**Given problem 1:** In the database design exercise, what is `days_since_prior` capped at?
[Start of Text section]
# Database Design and Load Exercise

### Steps
 1. Analyze - Completed last module
 2. Design - Completed last module. 
 3. Data Carpentry
 4. Data Loading
 5. Analytical Queries

# Smart Stores ERD
Last module everyone was to build an ERD diagram based on the entities and attributes below.



### orders :
* `order_id`: order identifier
* `user_id`: customer identifier
* `eval_set`: which evaluation set this order belongs in (see `SET` described below)
* `order_number`: the order sequence number for this user (1 = first, n = nth)
* `order_dow`: the day of the week the order was placed on
* `order_hour_of_day`: the hour of the day the order was placed on
* `days_since_prior`: days since the last order, capped at 30 (with NAs for `order_number` = 1)
[End of Text section]
[Start of Dataset extract]
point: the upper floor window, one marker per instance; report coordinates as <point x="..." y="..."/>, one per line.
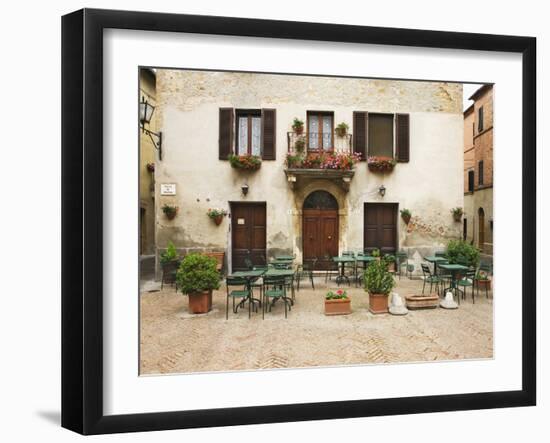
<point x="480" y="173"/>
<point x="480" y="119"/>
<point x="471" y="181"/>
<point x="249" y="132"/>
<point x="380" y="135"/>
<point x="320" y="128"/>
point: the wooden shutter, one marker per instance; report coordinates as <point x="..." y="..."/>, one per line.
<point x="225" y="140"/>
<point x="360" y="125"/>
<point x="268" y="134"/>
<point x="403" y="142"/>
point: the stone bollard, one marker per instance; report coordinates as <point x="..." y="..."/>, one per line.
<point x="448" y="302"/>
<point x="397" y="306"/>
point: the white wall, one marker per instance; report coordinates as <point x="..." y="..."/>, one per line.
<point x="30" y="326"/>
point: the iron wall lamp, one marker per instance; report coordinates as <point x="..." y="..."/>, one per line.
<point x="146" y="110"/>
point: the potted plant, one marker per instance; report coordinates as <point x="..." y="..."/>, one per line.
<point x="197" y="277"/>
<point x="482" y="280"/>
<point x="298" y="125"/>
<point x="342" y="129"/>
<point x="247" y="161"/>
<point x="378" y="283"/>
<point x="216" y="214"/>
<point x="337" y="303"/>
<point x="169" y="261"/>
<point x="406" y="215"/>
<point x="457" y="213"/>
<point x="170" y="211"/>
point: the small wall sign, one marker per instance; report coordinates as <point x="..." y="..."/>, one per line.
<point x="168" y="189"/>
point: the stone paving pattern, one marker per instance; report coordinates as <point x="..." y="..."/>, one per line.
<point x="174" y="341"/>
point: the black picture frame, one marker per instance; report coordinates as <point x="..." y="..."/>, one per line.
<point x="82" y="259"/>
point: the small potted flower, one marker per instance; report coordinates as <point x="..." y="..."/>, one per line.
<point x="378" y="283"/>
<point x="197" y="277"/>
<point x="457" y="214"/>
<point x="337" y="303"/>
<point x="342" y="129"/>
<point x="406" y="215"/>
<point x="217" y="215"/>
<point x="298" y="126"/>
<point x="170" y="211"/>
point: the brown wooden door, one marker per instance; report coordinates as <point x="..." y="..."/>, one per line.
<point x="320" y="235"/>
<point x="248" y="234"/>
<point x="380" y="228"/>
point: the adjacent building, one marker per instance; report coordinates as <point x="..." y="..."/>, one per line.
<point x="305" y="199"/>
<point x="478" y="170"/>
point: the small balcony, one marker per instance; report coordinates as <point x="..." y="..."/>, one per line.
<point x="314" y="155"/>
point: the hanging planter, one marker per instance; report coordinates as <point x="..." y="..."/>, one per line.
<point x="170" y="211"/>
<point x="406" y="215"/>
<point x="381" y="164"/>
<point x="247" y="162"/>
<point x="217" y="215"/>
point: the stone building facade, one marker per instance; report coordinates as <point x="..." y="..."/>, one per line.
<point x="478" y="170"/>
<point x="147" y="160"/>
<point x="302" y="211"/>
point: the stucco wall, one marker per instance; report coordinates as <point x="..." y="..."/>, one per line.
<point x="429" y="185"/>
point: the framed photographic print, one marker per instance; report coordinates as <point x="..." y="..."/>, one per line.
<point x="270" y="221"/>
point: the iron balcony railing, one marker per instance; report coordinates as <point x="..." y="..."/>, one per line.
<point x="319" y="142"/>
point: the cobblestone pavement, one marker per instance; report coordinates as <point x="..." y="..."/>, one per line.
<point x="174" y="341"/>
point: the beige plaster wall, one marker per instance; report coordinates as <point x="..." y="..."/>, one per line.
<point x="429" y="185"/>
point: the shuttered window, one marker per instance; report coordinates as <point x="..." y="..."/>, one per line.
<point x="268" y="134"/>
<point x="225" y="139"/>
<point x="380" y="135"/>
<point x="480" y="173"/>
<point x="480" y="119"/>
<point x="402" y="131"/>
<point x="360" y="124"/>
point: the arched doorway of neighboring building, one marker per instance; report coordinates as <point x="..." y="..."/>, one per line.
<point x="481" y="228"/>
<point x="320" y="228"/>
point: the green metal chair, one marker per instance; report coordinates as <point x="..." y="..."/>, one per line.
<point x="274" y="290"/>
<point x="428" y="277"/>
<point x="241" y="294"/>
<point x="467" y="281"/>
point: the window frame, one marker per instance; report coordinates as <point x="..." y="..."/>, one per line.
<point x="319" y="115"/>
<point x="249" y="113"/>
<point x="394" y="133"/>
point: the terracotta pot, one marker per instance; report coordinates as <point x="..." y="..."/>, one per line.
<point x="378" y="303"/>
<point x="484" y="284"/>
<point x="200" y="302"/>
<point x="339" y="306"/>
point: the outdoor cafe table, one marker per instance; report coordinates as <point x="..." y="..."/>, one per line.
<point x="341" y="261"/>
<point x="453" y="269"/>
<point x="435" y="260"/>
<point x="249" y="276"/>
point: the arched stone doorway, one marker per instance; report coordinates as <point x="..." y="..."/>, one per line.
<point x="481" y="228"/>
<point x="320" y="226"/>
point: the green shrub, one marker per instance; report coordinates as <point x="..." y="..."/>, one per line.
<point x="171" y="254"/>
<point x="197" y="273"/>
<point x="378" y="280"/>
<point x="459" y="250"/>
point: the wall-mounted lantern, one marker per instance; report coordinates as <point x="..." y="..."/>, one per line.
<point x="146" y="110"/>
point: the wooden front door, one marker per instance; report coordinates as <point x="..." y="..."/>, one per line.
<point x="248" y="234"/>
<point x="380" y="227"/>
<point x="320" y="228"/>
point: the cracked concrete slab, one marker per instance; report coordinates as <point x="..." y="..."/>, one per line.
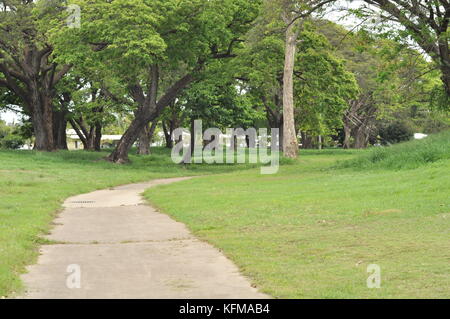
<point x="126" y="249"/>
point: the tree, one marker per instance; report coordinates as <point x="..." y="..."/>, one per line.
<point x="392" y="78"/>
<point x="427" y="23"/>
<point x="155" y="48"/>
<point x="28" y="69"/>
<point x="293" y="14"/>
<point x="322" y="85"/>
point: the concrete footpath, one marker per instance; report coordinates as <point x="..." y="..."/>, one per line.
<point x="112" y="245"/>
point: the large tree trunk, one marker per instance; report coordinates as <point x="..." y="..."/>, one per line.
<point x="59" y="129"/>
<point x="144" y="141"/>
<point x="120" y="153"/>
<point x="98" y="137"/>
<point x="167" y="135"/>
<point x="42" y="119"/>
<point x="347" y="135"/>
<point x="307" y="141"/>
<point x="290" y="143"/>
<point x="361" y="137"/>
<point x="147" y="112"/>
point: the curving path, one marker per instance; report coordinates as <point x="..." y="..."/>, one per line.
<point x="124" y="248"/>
[End of Dataset extract]
**Given problem 2:** Rewrite the part of the records that opens with the line containing "point: the concrete" and runs through the end of the records. Replace "marker" with "dot" and change nothing else.

**Correct answer 1:** It is capped at 30 days.

**Correct answer 2:**
point: the concrete footpath, one dot per instance; report coordinates as <point x="..." y="..."/>, one per line.
<point x="112" y="245"/>
point: the large tree trunk, one dot per instance; report coordinates as <point x="..." y="..."/>, one per line.
<point x="59" y="129"/>
<point x="144" y="141"/>
<point x="120" y="153"/>
<point x="98" y="137"/>
<point x="167" y="135"/>
<point x="42" y="119"/>
<point x="347" y="135"/>
<point x="307" y="141"/>
<point x="290" y="143"/>
<point x="361" y="137"/>
<point x="147" y="112"/>
point: the curving path, one dot per instance; report coordinates as <point x="..." y="..."/>, one per line.
<point x="124" y="248"/>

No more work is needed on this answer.